# [What this task involves]
Each entry in the listing must be set down again word for word.

# [Data extracts]
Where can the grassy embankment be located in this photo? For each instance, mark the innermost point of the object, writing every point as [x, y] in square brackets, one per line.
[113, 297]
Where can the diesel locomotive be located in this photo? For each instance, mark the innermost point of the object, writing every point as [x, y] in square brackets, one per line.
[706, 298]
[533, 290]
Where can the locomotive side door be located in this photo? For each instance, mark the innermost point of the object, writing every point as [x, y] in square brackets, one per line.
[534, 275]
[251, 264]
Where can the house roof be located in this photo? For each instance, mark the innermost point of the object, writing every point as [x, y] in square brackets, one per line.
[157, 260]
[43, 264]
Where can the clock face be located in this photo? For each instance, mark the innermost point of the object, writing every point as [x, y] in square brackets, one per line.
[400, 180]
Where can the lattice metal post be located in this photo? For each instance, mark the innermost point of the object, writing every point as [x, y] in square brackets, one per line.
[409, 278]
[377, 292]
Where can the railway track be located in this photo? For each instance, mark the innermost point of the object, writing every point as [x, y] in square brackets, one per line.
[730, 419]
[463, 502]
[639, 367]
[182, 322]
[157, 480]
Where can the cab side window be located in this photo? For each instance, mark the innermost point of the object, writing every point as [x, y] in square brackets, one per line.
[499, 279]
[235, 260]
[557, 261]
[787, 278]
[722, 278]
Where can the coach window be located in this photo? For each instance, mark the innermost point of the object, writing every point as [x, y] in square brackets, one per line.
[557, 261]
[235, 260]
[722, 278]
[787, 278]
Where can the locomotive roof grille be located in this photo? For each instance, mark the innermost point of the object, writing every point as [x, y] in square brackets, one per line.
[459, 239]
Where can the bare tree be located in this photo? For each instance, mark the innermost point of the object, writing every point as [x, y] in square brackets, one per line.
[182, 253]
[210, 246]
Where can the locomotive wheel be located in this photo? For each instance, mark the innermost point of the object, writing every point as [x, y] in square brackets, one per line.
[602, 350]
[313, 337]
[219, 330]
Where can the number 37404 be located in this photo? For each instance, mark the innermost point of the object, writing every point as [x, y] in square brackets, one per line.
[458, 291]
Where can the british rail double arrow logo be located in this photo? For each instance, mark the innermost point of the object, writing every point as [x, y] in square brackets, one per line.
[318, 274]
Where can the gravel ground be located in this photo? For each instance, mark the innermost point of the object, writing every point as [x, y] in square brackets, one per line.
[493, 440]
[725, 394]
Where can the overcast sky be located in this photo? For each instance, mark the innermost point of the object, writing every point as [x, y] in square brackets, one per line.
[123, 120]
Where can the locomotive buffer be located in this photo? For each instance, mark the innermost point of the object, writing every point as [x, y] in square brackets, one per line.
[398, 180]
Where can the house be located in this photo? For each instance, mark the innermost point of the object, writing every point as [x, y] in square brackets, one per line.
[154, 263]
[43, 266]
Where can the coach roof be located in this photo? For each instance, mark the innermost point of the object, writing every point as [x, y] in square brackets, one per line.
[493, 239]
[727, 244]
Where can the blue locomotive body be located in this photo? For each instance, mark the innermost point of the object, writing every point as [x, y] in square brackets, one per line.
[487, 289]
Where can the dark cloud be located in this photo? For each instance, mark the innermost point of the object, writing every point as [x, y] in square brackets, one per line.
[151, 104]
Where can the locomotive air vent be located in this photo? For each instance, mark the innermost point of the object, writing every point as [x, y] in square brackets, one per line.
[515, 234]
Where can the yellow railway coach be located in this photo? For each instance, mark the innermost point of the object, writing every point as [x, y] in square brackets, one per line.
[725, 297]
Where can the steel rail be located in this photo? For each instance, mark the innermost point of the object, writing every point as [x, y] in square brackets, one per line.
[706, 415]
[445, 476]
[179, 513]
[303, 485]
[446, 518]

# [Task output]
Where can the grassy embankment be located in this photo? For each instance, mark the innermost point of the object, writing every point as [x, y] in square brackets, one per line.
[113, 297]
Where can the diesel locomotive be located in this photo? For each instance, mark the innermost point of the object, writing every point as [x, y] in square brackets, one per line.
[706, 298]
[533, 290]
Where can the locomotive side door be located in this photo? For each instance, mark the innermost point of the object, writing every point as [x, y] in square brackets, one per line.
[534, 275]
[251, 264]
Where can the house roof be located in this photo? For each instance, mark the innermost point of the object, writing every point as [x, y] in square brackets, one per line.
[157, 260]
[43, 264]
Where can the clock face be located in this photo? For each instance, mark the innermost point of the object, writing every point as [x, y] in square brackets, one per line.
[400, 180]
Where can the lattice metal post be located in this photo? For each instance, mark the innermost point of the object, writing every point as [x, y] in square brackets, one per line.
[409, 278]
[377, 292]
Where can the railway track be located in this photo? For each instance, mark the innermost point of the object, writing every point as [x, y] in square brackets, one per line.
[730, 419]
[463, 502]
[639, 367]
[182, 322]
[157, 480]
Where can the cab side window be located in this photo? For each instance, mark the innermost point of the object, writing every point as [x, y] in square brackets, one per line.
[499, 279]
[235, 260]
[557, 261]
[787, 278]
[722, 278]
Where can the coach window be located in this photo? For each instance, mark the innermost point of the object, writing every point as [x, y] in square brackets, one per line.
[557, 261]
[235, 260]
[722, 278]
[787, 278]
Where can the locomotive roof grille be located in this photo? For each instance, mark the innermost point of the object, writing every point as [x, y] in square brackets, one per line.
[459, 239]
Where can the bare tree be located in this photo? For each instance, mark the innermost point of the object, writing every point as [x, y] in square brackets, one per line.
[182, 253]
[210, 246]
Where can the locomotive wheel be located in this photo? For each instance, mark the innermost point of the object, writing every point as [x, y] in square brackets, one per line.
[602, 350]
[313, 337]
[219, 330]
Where can the number 37404 be located in this photo? For each instance, mark the innermost point of the object, writing every point as [x, y] in square brackets, one per line.
[458, 291]
Where can the british rail double arrow logo be located in this photo? For each instance, mark the innermost point of the object, writing every point as [x, y] in square brackets, one per line.
[318, 274]
Where can the gravel ground be located in this photo? For each instance, mark the innermost point of the object, writing every point as [x, y] in square brackets, one per line.
[493, 440]
[725, 394]
Where can the overcast sky be located in this photo? For each instance, mark the innermost point of the object, writing every point as [x, y] in square brackets, one per line.
[123, 120]
Where can the locomotive buffer be located in this photo? For each instance, mark the innermost point of the object, writing every point as [x, y] in square brackets, one per line.
[398, 180]
Where can the house be located in this photo? For each instance, mark the innermost point of the object, writing every point as [x, y] in square brackets, one per line.
[154, 263]
[43, 266]
Where can the coach roof be located in this photo? For each instance, mark the innermost point of the object, writing every point as [x, y] in square brackets, one per line.
[493, 239]
[727, 244]
Where can the blue locomotive body be located in this photo? For each instance, mark the innermost point of the object, writing every point as [x, y] in square brackets, one per line.
[487, 289]
Where can the dark cloud be located in this photo? For each instance, mark the innermost point of the object, writing every point as [x, y] in square brackets, one per line.
[151, 104]
Where can the locomotive air vent be located in this photo? For each instance, mark the innermost point of the object, writing every point as [x, y] in square brackets, one per line.
[515, 234]
Where can the yellow railway coach be located in this photo? For each instance, mark the innermost point of the object, writing every point as [x, y] in square brackets, one per line.
[725, 297]
Where can the steel rail be located in this photo? For each instance, mark the innermost point of the object, writing every point as [x, y] in square brackets, one per line.
[706, 415]
[445, 476]
[179, 513]
[303, 485]
[446, 518]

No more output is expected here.